# TEXT
Base case parameters applied in the economic model for all interventions.

Methodology

There are generally three main methods reported for developing consensus. These are Delphi, consensus development panels and nominal group processes (Bowling 2002). The nominal group technique (NGT) was originally developed by Delbecq et al (1971) as an organisational planning tool. The methodology allows individuals to work in the presence of others, but verbally interaction is prevented, enabling consensus to be developed without the social pressures normally exerted through open dialogue (Zastrow and Navarre 1977). Individual ideas are shared within the group, with facilitated discussion enabling the group to see how individuals are expressing their ideas. Normal practice is for the facilitator to then ask the group to prioritise, with aggregated rankings recorded. This methodology works extremely well towards the end of guideline development, particularly in relation to developing consensus agreement.

The GDG having worked together for the previous 12 meetings had become a mature working group; individuals within the group were able to express their views relating to key recommendations within a social setting (the last GDG meeting). This was important for the group, who were able to use this experience and the content of discussion to then go into a round of voting to move agreed recommendation into a potential top 10 list, which reflected the key priorities for the guideline. Iteration is usual within consensus methodology, and a second round of voting was necessary in order to gain full consensus within the group.

# ASSIGNMENT
Can you retype the passage on consensus methods, starting with "The GDG having" and going on through "within the group."?

# EXCERPTED DATA
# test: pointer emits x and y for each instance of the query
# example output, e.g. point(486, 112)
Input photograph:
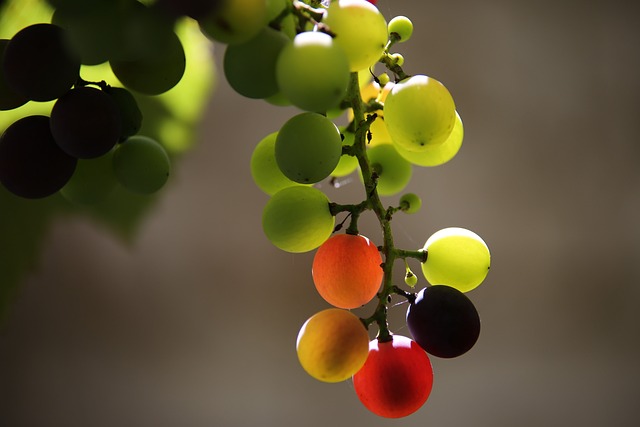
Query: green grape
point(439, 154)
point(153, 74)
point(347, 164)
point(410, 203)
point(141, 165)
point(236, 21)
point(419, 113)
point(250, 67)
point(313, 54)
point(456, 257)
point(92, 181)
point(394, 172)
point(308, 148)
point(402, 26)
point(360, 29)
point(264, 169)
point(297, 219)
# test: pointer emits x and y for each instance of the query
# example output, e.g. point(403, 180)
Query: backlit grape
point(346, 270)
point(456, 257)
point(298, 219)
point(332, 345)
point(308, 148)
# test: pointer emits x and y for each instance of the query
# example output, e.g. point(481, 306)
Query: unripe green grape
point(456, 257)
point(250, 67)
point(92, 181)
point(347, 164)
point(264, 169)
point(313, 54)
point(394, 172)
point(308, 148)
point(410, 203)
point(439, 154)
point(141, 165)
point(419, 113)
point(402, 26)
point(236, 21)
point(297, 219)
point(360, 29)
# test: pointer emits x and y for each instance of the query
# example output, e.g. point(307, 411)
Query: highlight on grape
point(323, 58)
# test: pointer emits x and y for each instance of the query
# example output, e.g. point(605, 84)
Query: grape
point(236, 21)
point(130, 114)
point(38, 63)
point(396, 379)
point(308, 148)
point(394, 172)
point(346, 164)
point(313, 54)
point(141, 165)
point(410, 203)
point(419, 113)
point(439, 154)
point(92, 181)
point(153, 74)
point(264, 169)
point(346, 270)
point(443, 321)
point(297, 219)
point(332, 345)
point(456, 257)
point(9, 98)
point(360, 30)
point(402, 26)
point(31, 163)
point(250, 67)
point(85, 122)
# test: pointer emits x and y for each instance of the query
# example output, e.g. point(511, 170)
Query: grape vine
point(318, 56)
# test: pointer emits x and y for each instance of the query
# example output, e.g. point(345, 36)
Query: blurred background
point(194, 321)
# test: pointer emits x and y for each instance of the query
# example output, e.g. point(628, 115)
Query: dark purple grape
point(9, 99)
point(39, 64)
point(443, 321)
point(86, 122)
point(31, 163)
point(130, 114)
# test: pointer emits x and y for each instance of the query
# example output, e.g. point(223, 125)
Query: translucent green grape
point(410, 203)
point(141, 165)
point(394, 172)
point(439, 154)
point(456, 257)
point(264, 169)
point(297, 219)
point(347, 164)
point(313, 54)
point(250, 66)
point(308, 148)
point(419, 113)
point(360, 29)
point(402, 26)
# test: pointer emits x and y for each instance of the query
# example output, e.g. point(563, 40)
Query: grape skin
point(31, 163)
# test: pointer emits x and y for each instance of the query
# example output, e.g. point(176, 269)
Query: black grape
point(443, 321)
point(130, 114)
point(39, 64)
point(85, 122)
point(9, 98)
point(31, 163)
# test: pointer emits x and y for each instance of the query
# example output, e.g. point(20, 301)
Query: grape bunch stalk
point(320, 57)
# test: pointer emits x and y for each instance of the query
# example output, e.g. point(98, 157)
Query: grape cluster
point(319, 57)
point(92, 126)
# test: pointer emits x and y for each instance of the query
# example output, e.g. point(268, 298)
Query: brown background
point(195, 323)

* * *

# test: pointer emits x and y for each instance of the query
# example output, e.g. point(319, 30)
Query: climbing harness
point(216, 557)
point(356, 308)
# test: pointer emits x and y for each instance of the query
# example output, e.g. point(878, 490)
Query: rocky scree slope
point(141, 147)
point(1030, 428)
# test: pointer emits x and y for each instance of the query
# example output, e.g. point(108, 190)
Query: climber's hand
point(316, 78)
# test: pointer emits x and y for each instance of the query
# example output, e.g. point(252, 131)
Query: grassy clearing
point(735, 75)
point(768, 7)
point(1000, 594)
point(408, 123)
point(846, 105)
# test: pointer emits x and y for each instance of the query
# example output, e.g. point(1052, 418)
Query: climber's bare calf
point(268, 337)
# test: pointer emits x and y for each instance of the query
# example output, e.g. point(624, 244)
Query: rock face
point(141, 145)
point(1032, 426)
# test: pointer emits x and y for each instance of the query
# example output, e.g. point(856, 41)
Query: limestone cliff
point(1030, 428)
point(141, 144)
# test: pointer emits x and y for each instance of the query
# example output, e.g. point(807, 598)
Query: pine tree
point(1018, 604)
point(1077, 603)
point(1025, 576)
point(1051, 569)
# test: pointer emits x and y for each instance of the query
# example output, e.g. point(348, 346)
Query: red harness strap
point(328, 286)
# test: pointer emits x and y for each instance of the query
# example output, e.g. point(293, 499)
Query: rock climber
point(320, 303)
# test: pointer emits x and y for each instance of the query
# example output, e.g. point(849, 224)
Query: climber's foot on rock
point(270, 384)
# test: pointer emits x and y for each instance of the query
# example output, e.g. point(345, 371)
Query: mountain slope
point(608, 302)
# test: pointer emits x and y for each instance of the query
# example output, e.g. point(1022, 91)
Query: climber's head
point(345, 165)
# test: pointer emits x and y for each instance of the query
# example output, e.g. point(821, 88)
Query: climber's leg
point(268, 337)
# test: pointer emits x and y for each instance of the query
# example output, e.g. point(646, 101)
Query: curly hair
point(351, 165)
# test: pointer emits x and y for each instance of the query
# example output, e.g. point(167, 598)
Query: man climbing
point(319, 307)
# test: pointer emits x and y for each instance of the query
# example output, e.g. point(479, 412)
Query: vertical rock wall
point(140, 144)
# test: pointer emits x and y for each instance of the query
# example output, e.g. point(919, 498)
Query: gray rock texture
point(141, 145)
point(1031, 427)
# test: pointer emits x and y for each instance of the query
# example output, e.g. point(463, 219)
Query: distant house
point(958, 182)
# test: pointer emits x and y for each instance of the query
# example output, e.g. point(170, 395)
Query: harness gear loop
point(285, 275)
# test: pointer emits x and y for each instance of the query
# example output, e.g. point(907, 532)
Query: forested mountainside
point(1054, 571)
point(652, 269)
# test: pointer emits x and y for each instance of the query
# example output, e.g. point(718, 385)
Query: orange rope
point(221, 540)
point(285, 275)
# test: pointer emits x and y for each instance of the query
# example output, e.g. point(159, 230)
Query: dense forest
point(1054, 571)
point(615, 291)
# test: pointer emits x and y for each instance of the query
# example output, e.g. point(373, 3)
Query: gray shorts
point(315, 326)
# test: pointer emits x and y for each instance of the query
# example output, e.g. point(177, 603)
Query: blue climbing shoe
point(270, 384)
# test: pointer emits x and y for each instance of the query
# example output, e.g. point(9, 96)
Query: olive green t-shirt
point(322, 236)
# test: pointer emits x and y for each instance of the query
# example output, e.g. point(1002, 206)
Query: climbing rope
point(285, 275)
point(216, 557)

# RESPONSE TO THE EXERCISE
The GDG having worked together for the previous 12 meetings had become a mature working group; individuals within the group were able to express their views relating to key recommendations within a social setting (the last GDG meeting). This was important for the group, who were able to use this experience and the content of discussion to then go into a round of voting to move agreed recommendation into a potential top 10 list, which reflected the key priorities for the guideline. Iteration is usual within consensus methodology, and a second round of voting was necessary in order to gain full consensus within the group.